Start of Input
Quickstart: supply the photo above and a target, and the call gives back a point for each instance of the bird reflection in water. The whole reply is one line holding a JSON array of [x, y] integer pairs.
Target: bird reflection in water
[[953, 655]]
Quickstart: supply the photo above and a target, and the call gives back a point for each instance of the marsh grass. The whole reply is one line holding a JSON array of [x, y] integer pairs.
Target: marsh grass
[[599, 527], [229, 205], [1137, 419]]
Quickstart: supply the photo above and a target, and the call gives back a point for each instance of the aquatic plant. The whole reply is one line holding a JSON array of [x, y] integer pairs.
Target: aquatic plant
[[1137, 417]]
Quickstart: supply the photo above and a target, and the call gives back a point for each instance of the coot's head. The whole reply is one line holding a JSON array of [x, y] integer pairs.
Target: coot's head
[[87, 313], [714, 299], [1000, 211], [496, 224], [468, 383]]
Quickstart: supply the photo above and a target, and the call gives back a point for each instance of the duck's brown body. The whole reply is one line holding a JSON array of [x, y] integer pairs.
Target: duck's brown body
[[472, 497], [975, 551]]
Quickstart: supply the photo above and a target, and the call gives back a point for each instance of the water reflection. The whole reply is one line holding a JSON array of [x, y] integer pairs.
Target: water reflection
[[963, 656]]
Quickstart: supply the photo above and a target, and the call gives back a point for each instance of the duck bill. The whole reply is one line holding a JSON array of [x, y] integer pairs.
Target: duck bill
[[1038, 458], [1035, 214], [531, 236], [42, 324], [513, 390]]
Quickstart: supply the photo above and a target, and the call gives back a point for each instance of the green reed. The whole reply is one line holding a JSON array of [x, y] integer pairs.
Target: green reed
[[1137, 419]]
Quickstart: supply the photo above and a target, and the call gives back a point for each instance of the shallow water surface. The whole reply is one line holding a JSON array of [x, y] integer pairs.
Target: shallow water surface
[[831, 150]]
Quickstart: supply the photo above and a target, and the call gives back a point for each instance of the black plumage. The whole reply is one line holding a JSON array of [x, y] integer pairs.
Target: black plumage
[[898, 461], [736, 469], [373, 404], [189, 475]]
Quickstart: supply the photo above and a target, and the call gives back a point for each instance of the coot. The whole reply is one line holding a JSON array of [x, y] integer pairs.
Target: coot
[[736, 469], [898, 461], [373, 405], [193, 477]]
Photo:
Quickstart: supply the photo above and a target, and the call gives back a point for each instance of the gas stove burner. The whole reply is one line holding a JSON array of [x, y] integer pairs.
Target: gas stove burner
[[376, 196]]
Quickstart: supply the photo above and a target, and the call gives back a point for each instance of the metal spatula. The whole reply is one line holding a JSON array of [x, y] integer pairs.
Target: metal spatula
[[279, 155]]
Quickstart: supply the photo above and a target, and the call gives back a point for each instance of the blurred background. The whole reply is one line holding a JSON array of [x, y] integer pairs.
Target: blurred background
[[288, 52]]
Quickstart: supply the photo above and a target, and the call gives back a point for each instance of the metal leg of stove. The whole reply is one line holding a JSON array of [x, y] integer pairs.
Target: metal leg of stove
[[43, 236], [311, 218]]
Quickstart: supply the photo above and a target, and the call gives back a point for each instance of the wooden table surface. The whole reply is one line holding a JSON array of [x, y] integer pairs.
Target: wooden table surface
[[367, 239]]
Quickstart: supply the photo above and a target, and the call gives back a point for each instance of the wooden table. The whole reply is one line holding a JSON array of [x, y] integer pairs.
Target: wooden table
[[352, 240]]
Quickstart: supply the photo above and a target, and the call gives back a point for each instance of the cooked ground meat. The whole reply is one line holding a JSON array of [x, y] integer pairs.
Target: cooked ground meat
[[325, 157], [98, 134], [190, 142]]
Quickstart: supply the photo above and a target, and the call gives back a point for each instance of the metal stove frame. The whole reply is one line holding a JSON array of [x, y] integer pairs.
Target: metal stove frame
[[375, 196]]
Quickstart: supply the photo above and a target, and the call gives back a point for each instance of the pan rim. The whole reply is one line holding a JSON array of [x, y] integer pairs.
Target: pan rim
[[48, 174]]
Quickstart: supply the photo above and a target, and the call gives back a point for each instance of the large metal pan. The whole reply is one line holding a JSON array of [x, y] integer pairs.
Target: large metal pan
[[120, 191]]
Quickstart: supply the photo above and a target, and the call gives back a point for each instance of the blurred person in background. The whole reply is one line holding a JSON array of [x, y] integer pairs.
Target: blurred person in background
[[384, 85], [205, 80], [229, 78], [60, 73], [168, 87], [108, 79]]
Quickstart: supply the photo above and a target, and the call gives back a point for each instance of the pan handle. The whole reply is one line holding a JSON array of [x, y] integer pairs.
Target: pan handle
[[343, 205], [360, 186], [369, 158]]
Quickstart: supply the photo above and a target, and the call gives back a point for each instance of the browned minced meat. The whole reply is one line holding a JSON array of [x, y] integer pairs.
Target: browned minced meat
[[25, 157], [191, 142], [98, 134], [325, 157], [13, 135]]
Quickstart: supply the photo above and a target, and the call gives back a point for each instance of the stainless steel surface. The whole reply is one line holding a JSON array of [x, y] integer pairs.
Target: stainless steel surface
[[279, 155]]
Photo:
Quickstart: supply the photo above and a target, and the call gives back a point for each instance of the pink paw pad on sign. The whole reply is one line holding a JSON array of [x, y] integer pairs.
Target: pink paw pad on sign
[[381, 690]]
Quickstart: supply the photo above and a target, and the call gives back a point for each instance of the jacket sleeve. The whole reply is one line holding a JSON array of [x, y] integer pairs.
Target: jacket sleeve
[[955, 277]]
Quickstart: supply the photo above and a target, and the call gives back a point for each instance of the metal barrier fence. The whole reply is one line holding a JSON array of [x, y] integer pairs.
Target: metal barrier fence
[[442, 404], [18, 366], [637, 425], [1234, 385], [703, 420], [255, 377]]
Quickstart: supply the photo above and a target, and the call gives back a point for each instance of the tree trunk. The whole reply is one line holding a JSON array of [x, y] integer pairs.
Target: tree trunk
End of Input
Work instructions ▸
Rescale the entries from the line with "the metal spatula." up to and including the line with "[[325, 157], [98, 134], [190, 142]]". Write those lines out again, requests included, with each x and y point coordinate in the answers multiplied by 1.35 and rounded to the nearest whole number, halves rounded up.

Solved problem ▸
Quickstart: supply the photo above and a target, and the call gives back a point for each instance of the metal spatula. The whole reply is one line holding a JSON array of [x, y] integer pairs.
Target: metal spatula
[[377, 209]]
Quickstart: supply the photo above and a target, and the call gives back a point for each instance of the blurred background. The whole reply is one line holding a JSON array of [x, y] integer pairs.
Target: blurred background
[[389, 70]]
Quickstart: supply the photo above and a target, and the call gives back a point for each instance of the metal leg of stove. The whole reply is one line holding a JSON array of [x, y] integer pairs.
Target: metal leg of stove
[[58, 319], [420, 294]]
Quickstart: supply the photo above and a target, and the call gives back a point for each instance of the wooden table surface. The whole reply is one line holding a JSON array of [x, y] integer pairs.
Target: wooden table surface
[[495, 323]]
Quickstart: supply the photo above and a target, and the call gives back a point for each instance of the wooden table. The whole reply is one line holding a JSON array of [x, y] integer pairs.
Target: wooden table
[[475, 324]]
Quickstart: supply the photo above and a target, and the call gives back a point for each instance of the cooked ground meat. The whole reply is one line holding a JSON array of [x, y] integer pairs.
Target: cooked ground meat
[[439, 212], [132, 181], [257, 192]]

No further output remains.